● **What to do**: Extract every line of the records below that contains the string "target", matching case exactly.

● **Boundary annotation records**:
▶

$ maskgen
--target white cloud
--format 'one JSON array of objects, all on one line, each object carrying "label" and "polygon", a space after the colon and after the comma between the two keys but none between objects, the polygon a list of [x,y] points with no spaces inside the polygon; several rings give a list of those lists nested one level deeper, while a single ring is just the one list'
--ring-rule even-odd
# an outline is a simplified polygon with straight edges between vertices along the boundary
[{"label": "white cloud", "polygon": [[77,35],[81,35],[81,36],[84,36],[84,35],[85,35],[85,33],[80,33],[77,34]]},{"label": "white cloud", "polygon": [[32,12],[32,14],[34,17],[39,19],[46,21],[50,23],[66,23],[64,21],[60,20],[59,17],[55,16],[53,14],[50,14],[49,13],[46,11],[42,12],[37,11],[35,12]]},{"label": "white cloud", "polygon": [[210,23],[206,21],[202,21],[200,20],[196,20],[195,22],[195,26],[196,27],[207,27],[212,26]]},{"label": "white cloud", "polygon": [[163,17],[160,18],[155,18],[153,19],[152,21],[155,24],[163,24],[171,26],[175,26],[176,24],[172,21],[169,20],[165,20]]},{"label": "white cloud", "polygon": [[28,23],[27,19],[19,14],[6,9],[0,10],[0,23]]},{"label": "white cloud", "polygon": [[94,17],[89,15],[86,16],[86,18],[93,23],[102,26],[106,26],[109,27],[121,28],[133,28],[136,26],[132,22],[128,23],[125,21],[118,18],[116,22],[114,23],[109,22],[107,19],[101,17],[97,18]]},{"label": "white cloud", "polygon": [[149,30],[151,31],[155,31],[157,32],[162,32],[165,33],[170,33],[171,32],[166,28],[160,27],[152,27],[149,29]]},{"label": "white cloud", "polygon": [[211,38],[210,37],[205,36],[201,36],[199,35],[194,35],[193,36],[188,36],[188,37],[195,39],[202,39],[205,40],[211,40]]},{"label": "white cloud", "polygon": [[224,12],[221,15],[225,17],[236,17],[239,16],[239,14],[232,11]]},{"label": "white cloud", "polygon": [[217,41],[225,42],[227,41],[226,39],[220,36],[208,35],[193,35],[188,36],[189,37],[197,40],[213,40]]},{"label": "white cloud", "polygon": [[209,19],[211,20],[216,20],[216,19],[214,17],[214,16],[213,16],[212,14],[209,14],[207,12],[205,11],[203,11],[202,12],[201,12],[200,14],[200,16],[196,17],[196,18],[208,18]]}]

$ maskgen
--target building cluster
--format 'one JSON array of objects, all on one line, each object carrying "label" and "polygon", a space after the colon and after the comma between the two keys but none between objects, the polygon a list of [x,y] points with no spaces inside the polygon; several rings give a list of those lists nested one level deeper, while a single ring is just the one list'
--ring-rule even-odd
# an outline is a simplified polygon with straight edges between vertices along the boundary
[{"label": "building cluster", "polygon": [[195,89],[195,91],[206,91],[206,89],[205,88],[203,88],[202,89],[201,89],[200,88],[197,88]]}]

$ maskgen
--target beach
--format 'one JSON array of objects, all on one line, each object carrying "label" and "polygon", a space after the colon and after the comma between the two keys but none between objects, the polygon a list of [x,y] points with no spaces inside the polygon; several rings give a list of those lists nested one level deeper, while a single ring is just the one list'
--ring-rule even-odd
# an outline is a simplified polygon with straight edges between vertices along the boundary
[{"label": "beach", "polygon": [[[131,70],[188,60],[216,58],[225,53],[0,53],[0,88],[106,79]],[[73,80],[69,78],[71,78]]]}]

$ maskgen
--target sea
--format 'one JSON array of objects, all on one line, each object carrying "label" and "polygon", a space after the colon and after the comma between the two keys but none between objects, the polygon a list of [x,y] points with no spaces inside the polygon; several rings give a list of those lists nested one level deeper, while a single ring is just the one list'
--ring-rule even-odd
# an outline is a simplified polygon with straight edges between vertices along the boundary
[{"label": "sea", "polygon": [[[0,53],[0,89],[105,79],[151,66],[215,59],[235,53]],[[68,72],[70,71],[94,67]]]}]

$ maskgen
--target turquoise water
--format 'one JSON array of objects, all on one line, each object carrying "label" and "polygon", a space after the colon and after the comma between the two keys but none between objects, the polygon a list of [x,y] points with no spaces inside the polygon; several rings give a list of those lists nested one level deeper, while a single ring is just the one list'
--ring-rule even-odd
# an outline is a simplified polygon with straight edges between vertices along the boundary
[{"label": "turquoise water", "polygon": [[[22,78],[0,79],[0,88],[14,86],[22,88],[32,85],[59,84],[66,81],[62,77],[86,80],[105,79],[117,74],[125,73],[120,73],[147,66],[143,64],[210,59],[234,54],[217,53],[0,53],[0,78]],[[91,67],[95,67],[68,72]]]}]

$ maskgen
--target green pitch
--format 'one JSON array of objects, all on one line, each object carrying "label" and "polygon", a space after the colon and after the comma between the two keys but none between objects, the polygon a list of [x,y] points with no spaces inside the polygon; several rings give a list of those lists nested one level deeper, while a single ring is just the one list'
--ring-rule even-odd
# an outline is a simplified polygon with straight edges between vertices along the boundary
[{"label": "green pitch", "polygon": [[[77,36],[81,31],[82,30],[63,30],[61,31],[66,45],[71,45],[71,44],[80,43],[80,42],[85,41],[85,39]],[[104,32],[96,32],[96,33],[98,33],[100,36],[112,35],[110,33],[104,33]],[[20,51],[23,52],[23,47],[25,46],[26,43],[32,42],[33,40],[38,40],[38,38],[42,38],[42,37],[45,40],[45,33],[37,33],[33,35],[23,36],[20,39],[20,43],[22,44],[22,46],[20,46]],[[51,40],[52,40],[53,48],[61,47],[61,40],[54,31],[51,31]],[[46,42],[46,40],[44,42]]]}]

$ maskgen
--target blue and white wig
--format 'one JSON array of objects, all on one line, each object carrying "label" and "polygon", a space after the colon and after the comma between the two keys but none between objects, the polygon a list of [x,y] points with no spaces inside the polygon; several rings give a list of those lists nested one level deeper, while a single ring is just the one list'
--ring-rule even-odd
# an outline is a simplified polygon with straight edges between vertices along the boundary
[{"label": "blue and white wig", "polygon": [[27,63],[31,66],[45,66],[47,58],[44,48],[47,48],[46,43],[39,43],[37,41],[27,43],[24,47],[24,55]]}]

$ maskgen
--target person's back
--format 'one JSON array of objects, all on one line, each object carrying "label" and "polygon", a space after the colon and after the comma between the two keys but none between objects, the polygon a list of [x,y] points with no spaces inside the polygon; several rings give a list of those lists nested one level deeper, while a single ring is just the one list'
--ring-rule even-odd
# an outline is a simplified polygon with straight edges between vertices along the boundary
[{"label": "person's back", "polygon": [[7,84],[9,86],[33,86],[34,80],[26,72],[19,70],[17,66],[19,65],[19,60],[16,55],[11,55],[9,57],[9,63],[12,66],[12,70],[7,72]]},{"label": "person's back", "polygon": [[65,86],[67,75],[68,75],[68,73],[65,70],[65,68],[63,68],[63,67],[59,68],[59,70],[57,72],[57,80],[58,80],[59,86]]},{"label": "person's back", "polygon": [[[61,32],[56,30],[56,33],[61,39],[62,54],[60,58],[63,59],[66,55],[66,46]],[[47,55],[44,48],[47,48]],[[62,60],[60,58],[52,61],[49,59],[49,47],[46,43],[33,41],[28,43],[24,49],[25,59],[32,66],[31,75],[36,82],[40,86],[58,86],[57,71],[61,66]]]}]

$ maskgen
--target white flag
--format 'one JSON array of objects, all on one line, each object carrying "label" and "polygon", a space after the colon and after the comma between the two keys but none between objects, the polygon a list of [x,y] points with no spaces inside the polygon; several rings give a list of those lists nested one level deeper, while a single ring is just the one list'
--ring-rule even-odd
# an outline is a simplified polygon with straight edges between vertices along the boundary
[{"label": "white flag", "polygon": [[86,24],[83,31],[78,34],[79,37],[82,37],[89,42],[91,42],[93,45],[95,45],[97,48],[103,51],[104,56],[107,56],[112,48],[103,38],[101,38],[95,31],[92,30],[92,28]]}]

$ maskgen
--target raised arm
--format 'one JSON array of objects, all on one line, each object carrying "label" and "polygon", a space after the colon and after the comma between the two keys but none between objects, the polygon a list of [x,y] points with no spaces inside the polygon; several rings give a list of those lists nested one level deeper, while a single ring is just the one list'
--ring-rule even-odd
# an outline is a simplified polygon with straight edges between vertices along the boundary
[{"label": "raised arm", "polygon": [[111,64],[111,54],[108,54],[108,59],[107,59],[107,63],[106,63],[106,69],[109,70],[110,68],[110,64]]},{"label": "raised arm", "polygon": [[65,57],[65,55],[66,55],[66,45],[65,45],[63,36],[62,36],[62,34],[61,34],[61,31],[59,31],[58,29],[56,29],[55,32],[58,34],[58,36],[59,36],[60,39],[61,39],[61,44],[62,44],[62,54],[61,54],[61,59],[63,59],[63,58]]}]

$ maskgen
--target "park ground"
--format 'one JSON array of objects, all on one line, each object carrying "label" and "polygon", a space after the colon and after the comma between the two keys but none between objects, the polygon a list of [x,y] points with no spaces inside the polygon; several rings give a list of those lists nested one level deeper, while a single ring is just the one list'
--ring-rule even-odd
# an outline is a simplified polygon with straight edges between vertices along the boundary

◀

● **Output**:
--target white cloud
--target building cluster
--target beach
--target sea
--target turquoise water
--target green pitch
--target blue and white wig
--target person's back
--target white flag
--target raised arm
--target "park ground"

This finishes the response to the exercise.